__Zadanie do wykonania__. Zbierz z trzech bloków poniżej wszystkie wiersze, w których pojawia się słowo „ceiling”, i przepisz je bez zmian.

•••

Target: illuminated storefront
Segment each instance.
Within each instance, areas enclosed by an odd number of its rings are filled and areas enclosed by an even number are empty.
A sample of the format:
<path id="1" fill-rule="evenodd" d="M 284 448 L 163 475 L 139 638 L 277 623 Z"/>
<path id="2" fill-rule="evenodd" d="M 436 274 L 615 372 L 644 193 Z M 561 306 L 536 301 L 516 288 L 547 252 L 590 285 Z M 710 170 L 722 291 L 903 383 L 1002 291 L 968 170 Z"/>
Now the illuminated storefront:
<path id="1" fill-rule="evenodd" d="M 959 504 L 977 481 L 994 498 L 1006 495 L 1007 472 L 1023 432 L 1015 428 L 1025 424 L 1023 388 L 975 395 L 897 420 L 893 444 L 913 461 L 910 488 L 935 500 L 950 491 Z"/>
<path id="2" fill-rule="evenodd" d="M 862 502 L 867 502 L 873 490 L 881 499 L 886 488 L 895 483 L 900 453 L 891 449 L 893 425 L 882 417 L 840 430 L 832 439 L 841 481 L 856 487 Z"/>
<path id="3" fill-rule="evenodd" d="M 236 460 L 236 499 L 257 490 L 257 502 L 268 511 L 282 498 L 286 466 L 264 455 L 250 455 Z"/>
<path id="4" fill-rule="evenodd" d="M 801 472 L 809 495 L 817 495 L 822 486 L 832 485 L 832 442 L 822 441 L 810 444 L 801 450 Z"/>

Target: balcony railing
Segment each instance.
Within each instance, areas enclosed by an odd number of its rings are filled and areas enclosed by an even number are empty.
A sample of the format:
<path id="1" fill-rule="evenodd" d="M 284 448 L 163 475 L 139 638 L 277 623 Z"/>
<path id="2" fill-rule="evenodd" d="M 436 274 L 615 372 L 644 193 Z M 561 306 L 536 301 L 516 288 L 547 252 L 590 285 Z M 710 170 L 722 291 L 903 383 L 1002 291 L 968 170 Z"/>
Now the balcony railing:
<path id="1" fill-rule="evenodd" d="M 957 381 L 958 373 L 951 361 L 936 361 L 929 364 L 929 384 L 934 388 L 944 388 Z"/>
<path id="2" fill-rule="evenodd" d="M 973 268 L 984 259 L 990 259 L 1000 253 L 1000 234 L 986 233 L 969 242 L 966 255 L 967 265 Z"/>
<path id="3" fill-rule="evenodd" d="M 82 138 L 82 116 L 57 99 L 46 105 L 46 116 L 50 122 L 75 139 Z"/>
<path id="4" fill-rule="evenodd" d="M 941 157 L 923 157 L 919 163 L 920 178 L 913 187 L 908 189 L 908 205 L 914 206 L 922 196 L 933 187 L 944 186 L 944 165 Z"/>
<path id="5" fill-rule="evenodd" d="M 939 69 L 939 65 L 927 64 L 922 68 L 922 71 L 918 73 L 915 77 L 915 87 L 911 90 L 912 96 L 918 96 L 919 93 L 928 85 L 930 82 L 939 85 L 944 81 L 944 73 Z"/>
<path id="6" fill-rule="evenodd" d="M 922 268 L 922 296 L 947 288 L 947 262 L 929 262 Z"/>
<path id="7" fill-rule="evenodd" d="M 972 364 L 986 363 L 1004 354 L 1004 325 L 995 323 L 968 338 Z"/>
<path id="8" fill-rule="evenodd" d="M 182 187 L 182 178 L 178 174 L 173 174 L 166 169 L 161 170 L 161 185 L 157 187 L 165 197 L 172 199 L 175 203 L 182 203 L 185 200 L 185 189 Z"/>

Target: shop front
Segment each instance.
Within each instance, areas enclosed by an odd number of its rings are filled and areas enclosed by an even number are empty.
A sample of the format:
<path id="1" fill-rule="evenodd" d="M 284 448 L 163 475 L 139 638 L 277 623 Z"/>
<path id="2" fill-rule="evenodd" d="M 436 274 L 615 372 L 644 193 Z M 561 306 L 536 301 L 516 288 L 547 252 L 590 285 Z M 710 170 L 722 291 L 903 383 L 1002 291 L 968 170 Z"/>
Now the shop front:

•••

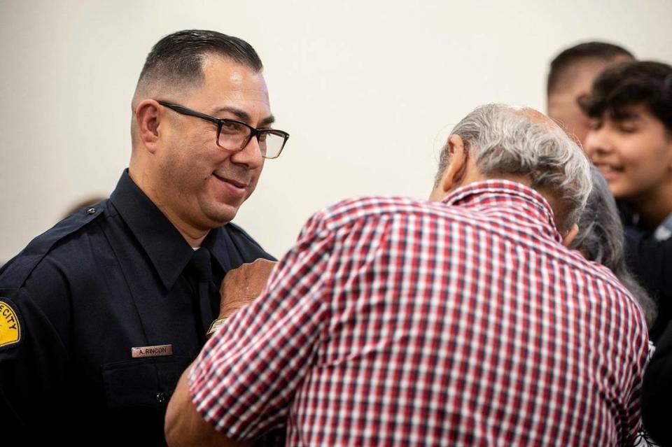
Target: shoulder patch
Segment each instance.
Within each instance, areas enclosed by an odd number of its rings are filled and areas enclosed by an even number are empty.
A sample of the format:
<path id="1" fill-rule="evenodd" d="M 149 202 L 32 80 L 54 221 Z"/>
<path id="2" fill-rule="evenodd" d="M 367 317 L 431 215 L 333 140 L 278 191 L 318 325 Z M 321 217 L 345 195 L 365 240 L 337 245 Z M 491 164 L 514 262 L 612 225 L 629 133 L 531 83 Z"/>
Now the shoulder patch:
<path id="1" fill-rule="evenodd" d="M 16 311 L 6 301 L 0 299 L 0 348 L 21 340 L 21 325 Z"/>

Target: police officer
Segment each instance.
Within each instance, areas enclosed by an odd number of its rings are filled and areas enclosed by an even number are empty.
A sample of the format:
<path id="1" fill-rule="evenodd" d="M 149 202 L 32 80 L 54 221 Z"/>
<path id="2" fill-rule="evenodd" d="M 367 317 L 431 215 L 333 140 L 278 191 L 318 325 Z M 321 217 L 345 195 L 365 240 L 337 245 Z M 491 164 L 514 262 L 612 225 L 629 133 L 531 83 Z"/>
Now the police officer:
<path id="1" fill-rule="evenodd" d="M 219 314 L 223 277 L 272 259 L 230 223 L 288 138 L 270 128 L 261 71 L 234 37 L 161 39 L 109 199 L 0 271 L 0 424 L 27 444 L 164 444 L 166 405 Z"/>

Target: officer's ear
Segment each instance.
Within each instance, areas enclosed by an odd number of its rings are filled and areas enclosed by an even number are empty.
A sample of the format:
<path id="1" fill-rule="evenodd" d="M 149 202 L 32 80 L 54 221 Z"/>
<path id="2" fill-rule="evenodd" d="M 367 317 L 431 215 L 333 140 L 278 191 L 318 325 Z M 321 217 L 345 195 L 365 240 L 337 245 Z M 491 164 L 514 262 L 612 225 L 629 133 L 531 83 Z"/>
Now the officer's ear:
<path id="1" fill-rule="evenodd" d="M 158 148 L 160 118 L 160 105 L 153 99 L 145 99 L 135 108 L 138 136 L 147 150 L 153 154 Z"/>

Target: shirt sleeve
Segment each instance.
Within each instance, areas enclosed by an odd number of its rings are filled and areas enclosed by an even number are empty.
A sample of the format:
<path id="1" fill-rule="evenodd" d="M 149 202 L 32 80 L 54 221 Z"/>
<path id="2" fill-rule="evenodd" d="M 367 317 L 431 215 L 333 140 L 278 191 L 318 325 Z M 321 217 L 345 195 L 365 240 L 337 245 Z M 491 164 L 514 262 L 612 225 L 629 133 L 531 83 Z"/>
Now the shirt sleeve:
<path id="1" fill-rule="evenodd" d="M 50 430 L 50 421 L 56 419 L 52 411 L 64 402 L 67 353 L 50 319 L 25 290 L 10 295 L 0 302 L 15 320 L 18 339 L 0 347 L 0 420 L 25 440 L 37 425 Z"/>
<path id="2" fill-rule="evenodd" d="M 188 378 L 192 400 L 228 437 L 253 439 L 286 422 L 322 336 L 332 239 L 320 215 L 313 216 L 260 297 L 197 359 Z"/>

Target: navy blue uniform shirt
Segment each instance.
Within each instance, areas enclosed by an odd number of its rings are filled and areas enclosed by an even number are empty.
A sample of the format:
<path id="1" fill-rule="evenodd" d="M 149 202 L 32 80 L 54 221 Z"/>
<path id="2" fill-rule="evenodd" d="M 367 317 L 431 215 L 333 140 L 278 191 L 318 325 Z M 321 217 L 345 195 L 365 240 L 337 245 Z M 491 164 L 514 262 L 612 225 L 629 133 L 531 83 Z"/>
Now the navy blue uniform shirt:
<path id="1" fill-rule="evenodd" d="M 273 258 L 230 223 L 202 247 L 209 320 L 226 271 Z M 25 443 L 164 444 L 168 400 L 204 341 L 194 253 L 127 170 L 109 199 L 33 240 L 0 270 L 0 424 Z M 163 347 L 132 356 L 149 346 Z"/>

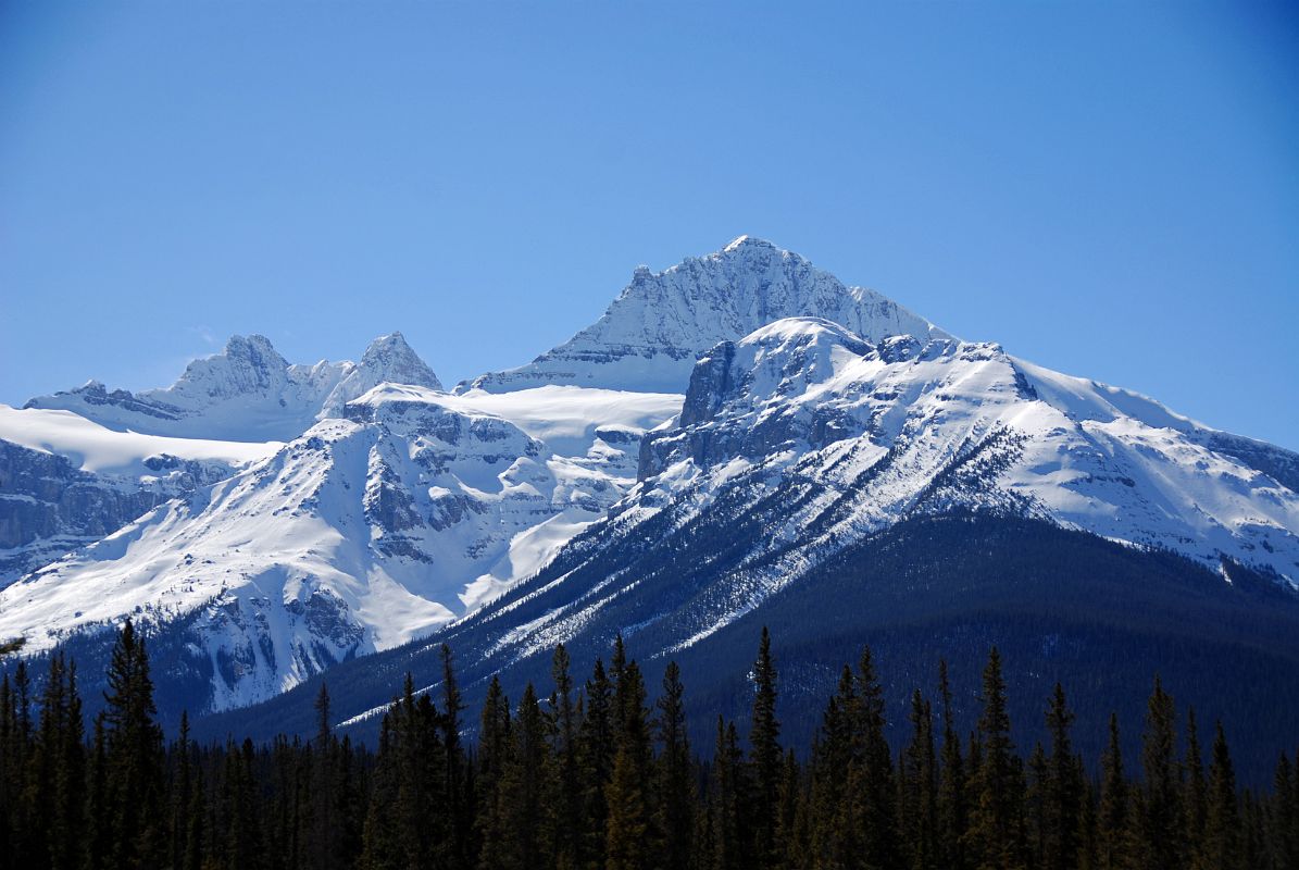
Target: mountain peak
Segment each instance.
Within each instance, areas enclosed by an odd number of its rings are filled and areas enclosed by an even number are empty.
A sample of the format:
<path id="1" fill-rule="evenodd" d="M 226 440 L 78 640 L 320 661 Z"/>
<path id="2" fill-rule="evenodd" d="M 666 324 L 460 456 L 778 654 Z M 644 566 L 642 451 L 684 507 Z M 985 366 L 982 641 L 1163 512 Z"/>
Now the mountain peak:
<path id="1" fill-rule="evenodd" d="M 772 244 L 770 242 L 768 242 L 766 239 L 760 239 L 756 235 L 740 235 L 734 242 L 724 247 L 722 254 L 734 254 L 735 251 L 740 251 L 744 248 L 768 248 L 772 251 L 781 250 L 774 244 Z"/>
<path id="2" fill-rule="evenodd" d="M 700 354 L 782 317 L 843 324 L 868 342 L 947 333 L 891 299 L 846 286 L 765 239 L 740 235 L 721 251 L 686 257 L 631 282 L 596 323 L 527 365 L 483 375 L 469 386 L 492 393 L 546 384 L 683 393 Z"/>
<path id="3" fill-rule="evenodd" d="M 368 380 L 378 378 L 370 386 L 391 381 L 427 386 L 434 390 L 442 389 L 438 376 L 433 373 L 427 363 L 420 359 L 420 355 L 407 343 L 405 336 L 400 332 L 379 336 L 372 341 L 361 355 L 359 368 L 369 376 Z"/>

•••

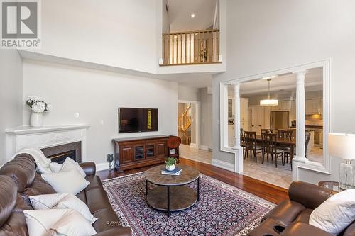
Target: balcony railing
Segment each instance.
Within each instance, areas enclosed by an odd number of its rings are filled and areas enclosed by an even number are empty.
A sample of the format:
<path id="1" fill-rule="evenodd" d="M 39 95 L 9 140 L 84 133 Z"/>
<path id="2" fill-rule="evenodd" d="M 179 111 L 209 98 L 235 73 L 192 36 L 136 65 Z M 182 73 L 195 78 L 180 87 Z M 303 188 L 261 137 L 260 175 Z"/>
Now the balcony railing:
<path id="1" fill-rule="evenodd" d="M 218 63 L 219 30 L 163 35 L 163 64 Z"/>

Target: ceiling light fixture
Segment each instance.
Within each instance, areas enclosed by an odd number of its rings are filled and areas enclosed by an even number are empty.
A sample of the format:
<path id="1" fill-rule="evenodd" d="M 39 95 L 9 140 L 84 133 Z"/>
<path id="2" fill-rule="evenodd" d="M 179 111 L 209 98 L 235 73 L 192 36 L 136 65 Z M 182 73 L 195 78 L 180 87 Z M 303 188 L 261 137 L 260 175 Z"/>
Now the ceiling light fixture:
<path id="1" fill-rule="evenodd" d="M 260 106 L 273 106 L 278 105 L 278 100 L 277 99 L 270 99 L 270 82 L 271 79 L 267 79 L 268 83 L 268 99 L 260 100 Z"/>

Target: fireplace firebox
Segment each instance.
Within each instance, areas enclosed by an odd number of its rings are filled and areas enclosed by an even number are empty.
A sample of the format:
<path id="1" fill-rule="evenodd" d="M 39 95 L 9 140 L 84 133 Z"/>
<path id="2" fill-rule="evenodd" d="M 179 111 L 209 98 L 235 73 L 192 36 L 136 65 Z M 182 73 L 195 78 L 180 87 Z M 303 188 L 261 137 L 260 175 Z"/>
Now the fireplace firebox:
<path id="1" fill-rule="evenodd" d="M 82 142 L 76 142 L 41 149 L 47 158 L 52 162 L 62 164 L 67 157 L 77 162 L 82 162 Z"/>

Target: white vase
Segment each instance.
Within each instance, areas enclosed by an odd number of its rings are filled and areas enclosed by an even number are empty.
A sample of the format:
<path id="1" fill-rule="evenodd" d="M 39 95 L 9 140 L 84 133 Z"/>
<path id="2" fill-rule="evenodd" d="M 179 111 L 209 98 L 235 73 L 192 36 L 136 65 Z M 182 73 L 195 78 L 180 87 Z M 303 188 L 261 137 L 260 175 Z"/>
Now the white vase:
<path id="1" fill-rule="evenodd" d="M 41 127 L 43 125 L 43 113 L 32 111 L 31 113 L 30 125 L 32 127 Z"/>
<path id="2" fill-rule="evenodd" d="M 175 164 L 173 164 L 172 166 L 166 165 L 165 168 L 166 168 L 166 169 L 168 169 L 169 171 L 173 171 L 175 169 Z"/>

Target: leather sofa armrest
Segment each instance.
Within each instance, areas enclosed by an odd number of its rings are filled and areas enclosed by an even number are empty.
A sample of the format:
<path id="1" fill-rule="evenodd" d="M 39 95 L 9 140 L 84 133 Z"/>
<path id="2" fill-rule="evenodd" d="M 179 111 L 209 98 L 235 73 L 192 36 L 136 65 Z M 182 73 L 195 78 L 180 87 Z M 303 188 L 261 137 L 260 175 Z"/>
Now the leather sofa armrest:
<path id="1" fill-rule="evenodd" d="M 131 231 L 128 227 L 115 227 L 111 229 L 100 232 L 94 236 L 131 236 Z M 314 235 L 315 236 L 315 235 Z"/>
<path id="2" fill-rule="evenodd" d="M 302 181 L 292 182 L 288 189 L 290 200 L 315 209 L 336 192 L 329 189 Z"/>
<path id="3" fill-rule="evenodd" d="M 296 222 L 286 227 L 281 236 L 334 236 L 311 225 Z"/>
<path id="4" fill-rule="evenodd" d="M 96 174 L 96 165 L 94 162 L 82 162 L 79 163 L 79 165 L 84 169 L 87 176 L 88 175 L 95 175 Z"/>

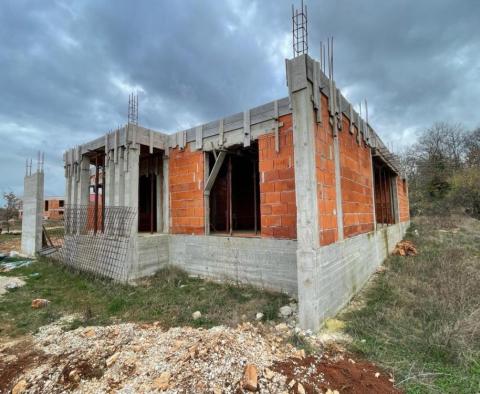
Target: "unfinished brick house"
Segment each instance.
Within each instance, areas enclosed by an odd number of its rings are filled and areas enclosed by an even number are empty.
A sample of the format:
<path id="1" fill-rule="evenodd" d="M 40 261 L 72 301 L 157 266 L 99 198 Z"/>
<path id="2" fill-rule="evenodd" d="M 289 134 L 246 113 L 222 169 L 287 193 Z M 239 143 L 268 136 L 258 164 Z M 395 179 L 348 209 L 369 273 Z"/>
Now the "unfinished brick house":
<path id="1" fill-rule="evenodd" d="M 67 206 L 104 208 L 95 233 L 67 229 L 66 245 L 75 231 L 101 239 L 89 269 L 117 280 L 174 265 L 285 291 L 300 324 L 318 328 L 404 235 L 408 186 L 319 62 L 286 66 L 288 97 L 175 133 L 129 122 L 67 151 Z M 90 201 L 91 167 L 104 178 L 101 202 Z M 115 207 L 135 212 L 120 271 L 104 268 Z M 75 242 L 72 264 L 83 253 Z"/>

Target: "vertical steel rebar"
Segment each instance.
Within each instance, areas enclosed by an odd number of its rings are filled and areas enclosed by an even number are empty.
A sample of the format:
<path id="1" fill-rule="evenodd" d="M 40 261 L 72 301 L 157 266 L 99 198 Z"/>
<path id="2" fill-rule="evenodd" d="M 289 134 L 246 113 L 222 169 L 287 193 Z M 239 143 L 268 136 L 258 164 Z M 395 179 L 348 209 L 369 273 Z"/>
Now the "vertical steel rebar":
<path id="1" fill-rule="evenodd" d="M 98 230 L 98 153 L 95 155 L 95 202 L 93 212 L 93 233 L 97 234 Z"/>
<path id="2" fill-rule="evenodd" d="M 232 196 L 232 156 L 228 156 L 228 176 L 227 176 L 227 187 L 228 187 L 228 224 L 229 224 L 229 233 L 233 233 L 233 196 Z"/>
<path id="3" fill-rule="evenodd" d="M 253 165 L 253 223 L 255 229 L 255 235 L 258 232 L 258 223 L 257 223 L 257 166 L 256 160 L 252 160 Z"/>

•••

__Pełna odpowiedź__.
Target: ceiling light fixture
Now the ceiling light fixture:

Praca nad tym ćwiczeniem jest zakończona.